(The tasks)
a – Retype the passage of the BTNS applicability statement between "3. Applicability Statement" and "whether alone (stand-alone)", inclusive.
b – For each statement below, state whether it agrees with the BTNS applicability statement, answering yes or no and quoting the deciding words of the text. (i) BTNS itself limits with whom associations are made. (ii) BTNS increases vulnerability to overloading. (iii) The text says BTNS should be used only for public services.

3. Applicability Statement

   BTNS is intended to provide network and transport protection in the
   absence of network layer authentication, whether alone (stand-alone)
   or in conjunction with application authentication. Recall that the
   former is called Stand Alone BTNS (SAB), and the latter Channel Bound
   BTNS (CBB).

   BTNS protects associations once established, but does not itself
   limit with whom associations are made. It is generally appropriate
   for services open to the public but for which protected associations
   are desired, or for services that can be authenticated at higher
   layers in the protocol stack.

   BTNS reduces vulnerability to attacks after associations have been
   established by parties not participating in the association. This
   helps protect systems from low-effort attacks on sessions or
   connections involving higher levels of resources.

   BTNS increases vulnerability to overloading, which can be the result
   of legitimate flash crowds or from zombies posing as clients.
   Although BTNS should be used only for public services, it can provide
   some level of protection for private services if the alternative is
   no protection at all.

(Items from a data source)
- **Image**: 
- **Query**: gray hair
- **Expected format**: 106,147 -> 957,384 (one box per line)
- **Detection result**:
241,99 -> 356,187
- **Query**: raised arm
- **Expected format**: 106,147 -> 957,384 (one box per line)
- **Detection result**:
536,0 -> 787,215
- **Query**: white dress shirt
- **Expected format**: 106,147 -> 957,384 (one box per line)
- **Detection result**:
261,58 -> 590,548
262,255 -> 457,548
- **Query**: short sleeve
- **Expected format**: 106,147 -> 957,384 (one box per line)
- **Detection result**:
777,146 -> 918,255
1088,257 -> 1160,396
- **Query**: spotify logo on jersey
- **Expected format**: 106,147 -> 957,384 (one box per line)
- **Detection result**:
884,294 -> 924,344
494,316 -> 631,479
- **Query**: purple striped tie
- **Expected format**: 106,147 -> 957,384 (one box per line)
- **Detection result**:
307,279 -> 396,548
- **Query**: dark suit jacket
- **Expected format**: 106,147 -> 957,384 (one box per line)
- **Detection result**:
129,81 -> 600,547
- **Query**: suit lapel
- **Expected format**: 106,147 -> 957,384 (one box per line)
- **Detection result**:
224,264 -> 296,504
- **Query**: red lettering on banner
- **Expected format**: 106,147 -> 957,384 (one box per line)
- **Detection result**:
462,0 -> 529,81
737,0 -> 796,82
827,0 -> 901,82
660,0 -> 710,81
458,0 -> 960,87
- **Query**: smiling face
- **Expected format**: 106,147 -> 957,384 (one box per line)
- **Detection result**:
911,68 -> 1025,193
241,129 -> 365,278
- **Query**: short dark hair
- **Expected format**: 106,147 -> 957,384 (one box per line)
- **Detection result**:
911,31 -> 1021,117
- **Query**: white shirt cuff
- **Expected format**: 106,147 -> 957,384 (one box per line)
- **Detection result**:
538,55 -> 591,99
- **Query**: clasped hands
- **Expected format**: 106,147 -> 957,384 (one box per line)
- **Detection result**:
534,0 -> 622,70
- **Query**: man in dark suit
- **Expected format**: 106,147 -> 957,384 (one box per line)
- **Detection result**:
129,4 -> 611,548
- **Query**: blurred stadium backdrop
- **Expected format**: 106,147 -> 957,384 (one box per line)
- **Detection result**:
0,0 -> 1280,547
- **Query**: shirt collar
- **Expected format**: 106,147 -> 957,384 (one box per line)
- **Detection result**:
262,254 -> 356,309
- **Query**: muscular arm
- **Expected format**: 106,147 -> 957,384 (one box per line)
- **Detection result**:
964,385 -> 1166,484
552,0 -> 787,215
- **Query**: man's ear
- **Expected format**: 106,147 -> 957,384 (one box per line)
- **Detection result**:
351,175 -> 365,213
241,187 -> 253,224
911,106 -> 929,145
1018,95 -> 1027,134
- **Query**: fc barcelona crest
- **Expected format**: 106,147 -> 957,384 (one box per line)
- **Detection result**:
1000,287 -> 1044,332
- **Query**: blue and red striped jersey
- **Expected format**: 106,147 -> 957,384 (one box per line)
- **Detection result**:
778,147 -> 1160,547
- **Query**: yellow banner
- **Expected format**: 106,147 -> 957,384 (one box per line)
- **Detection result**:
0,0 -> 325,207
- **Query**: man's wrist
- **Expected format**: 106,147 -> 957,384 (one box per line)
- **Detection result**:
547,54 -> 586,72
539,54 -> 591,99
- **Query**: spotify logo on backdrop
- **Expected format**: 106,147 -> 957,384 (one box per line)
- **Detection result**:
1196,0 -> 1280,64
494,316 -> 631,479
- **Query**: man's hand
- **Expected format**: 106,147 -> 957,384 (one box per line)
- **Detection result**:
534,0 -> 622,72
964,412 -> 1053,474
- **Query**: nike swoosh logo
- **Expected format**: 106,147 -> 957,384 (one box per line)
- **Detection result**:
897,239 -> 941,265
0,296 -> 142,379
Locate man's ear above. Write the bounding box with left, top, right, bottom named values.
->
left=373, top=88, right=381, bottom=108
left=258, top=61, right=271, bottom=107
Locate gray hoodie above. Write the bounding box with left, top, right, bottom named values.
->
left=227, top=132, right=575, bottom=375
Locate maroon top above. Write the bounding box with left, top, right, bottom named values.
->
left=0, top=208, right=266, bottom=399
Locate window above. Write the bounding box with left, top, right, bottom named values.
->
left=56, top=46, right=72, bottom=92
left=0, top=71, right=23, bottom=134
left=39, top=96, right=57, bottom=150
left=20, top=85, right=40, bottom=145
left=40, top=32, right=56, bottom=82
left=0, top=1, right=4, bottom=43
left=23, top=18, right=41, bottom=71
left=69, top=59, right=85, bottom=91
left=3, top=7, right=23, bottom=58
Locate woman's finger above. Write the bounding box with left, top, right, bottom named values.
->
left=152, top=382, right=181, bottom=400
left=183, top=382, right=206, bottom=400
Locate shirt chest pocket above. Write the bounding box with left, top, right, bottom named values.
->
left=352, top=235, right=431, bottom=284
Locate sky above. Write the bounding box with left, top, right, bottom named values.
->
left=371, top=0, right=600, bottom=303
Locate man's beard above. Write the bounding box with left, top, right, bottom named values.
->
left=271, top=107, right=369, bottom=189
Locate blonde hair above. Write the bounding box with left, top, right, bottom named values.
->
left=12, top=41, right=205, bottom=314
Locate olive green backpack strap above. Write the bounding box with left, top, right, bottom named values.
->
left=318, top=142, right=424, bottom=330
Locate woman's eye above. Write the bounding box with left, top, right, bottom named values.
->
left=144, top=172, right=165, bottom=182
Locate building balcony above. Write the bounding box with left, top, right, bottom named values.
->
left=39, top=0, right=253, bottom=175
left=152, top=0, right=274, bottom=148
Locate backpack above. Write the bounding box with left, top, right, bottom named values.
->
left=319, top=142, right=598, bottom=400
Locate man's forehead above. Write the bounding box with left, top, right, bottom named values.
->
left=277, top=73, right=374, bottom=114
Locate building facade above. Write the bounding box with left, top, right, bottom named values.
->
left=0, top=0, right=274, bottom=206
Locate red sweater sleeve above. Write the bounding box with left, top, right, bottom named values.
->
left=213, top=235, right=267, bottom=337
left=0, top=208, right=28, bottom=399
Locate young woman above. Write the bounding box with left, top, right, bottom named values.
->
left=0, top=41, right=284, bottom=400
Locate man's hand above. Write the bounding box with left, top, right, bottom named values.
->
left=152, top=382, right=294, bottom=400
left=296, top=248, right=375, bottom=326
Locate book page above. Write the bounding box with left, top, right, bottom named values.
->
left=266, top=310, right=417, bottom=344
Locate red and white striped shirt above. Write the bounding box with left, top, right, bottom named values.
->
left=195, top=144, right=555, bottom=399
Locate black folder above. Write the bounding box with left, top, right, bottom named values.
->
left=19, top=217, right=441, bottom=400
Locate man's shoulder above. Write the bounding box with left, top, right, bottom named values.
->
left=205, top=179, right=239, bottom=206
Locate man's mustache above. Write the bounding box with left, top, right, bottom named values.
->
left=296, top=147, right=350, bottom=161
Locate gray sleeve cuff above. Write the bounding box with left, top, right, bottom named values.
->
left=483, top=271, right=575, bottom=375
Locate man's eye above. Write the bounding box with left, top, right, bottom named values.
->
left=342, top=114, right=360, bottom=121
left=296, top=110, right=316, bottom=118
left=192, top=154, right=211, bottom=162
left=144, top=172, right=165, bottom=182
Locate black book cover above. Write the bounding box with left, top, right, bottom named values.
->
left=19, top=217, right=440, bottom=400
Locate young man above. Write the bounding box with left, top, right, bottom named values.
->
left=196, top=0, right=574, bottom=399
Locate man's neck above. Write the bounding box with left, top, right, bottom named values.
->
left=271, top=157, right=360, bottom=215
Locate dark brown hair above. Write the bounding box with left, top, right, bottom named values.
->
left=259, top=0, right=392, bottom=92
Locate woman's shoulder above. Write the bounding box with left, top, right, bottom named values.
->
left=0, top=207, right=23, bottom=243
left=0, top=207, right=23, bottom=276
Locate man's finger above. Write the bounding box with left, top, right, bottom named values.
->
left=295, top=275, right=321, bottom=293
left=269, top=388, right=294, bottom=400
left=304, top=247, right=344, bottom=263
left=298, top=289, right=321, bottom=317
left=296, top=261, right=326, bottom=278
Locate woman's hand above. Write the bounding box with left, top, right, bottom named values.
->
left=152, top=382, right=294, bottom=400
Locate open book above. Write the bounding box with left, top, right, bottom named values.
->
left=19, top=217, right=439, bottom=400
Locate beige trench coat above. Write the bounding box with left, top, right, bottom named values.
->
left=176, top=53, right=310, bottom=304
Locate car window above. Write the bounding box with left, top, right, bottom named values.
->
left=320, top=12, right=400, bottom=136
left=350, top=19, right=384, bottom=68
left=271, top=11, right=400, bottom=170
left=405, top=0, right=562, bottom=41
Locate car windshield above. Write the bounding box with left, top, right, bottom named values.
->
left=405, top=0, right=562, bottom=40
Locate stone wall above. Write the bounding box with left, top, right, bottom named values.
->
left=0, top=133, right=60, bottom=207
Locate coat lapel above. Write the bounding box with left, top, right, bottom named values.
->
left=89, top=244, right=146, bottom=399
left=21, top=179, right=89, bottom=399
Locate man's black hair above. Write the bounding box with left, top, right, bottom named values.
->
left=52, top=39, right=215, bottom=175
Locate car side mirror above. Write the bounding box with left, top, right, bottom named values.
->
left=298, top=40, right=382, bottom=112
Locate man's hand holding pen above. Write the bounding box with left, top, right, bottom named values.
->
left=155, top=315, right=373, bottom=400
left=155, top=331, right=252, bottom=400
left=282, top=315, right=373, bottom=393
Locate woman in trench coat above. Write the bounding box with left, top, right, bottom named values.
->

(Solutions in order)
a –
3. Applicability Statement

   BTNS is intended to provide network and transport protection in the
   absence of network layer authentication, whether alone (stand-alone)

b –
(i) No: "does not itself limit with whom associations are made"
(ii) Yes: "BTNS increases vulnerability to overloading"
(iii) Yes: "BTNS should be used only for public services"